> **Materials provided**
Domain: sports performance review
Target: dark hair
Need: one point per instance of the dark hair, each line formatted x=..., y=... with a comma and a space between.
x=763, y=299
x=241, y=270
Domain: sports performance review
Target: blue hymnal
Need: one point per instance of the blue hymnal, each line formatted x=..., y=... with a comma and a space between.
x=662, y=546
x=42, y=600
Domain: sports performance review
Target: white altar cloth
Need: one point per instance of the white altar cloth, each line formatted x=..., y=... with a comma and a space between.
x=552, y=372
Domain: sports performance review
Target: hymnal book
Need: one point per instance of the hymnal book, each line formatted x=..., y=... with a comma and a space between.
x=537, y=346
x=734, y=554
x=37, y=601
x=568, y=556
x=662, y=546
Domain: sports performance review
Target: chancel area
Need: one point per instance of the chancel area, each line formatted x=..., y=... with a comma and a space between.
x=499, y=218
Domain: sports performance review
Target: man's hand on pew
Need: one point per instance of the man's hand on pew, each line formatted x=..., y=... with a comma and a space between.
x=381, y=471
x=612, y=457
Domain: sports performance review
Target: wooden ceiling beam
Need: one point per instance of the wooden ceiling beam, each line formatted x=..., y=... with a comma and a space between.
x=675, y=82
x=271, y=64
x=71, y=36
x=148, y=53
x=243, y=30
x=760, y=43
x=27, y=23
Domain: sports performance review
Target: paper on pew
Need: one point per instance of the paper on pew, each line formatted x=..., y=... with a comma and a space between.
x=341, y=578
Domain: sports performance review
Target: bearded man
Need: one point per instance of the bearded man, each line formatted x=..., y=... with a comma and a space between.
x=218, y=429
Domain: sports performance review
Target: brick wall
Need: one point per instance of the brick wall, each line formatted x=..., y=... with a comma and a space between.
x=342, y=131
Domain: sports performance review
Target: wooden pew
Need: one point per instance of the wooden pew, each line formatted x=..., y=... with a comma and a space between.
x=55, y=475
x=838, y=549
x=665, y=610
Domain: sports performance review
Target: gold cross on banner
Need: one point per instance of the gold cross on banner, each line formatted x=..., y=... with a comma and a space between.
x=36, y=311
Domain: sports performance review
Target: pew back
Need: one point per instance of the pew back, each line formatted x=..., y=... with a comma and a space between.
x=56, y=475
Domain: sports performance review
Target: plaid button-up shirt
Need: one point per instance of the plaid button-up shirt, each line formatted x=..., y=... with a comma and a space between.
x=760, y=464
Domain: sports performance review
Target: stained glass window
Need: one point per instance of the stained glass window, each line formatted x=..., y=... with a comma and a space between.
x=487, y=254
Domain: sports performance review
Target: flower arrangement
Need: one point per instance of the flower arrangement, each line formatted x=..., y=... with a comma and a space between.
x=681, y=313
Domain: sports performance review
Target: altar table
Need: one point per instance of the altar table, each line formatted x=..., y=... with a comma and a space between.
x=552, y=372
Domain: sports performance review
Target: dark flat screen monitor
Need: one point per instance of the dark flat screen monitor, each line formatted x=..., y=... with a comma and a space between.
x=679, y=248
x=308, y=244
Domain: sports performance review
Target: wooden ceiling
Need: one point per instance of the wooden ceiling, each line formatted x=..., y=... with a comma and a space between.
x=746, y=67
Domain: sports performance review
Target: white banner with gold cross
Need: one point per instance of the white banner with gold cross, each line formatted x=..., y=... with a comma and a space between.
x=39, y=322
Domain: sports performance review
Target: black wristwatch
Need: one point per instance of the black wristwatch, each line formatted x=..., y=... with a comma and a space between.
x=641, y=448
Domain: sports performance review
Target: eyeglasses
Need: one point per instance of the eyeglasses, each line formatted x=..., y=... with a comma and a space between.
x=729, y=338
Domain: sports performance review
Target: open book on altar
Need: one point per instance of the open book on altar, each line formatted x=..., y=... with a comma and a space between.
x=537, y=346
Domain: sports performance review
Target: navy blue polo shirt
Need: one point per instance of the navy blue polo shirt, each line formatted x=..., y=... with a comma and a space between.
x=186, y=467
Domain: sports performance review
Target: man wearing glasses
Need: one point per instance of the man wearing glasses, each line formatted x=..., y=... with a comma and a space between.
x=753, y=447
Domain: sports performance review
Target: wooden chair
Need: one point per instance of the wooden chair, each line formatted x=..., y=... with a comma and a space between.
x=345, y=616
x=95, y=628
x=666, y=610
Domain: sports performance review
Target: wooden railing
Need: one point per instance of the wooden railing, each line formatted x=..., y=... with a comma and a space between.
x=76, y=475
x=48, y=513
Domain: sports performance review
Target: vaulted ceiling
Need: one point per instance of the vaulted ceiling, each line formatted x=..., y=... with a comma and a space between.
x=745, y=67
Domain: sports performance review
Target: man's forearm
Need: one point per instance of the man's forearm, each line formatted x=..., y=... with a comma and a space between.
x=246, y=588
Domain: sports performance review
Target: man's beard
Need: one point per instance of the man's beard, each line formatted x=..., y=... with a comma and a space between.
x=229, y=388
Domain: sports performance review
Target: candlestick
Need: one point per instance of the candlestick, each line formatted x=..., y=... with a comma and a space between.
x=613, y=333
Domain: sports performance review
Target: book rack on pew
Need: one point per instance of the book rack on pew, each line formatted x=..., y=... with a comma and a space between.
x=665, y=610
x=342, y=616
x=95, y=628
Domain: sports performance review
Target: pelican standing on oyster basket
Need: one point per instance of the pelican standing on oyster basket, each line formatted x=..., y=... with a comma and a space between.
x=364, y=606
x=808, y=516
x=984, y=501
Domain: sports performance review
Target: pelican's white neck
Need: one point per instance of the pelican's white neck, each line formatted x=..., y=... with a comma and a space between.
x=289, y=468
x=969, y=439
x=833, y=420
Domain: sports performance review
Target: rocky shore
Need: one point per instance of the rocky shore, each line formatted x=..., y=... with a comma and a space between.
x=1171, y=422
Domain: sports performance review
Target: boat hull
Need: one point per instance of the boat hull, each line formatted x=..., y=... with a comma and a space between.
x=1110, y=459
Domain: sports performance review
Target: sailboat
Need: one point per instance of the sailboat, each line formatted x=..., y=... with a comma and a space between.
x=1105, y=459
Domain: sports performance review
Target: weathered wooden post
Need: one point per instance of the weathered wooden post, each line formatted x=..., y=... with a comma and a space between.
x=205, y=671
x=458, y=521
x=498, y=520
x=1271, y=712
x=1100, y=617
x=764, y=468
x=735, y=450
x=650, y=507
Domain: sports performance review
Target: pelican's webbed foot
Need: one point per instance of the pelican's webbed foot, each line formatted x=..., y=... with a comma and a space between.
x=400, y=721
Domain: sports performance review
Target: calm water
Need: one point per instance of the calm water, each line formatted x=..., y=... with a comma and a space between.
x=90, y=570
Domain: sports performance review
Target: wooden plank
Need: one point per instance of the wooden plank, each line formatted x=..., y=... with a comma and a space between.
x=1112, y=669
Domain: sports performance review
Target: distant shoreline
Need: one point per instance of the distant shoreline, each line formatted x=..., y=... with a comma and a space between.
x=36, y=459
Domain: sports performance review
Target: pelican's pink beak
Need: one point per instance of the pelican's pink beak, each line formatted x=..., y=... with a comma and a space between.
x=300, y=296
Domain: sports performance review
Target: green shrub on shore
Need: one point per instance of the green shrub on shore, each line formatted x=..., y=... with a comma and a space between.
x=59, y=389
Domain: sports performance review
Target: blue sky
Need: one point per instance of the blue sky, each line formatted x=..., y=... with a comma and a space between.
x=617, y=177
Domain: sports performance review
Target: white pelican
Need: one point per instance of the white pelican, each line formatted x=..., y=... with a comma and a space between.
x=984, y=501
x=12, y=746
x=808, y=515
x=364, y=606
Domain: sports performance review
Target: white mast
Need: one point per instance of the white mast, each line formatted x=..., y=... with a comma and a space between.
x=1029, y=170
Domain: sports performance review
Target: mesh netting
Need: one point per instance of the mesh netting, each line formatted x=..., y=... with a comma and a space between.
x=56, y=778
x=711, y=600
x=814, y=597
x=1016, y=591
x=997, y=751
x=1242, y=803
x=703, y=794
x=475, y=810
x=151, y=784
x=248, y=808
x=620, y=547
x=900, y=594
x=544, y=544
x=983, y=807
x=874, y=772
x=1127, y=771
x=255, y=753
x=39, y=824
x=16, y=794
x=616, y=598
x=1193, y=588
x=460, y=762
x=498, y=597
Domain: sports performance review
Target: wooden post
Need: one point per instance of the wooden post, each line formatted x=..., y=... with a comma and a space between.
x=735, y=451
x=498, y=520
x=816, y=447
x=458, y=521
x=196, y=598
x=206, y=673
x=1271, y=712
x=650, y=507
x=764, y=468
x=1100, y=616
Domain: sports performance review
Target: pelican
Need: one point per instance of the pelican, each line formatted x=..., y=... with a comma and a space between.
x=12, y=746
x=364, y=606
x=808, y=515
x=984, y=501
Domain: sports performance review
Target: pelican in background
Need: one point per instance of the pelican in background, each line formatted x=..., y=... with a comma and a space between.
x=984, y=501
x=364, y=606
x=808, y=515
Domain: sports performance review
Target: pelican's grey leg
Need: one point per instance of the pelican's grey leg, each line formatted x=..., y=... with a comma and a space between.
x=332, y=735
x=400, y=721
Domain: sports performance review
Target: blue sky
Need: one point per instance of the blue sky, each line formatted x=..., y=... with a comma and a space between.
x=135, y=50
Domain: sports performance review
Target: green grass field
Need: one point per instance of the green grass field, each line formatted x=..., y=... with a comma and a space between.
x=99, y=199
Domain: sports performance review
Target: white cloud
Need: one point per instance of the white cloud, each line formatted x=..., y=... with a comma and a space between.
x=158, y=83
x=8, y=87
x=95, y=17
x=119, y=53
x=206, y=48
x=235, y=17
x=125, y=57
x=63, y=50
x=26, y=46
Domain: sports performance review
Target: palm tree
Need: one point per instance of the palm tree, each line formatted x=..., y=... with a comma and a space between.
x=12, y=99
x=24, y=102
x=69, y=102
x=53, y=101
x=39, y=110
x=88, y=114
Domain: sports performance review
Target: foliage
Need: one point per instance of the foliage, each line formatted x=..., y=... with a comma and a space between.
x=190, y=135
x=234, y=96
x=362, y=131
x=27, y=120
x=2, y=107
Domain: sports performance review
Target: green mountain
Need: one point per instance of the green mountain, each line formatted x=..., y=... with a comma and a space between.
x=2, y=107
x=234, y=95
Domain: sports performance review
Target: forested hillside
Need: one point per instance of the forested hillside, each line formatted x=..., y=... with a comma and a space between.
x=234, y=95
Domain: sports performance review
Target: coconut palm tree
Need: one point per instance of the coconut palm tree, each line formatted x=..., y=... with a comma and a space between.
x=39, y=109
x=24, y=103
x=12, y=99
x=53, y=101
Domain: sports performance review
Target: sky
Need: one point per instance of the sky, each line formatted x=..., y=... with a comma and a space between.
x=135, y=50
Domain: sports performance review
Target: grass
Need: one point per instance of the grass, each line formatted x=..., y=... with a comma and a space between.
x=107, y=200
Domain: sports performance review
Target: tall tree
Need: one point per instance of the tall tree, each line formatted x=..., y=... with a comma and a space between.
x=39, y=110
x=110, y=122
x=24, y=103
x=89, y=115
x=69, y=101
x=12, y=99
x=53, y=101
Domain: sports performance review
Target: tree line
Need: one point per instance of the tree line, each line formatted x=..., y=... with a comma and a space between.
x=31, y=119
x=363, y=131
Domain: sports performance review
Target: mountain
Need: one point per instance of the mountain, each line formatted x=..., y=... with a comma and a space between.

> **Task to complete**
Pick out every line of the data above that contains the word "chair" and copy each one.

> **Answer**
Target: wooden chair
Need: one point per instance of the wooden chair, each line formatted x=..., y=... with a comma and a space between.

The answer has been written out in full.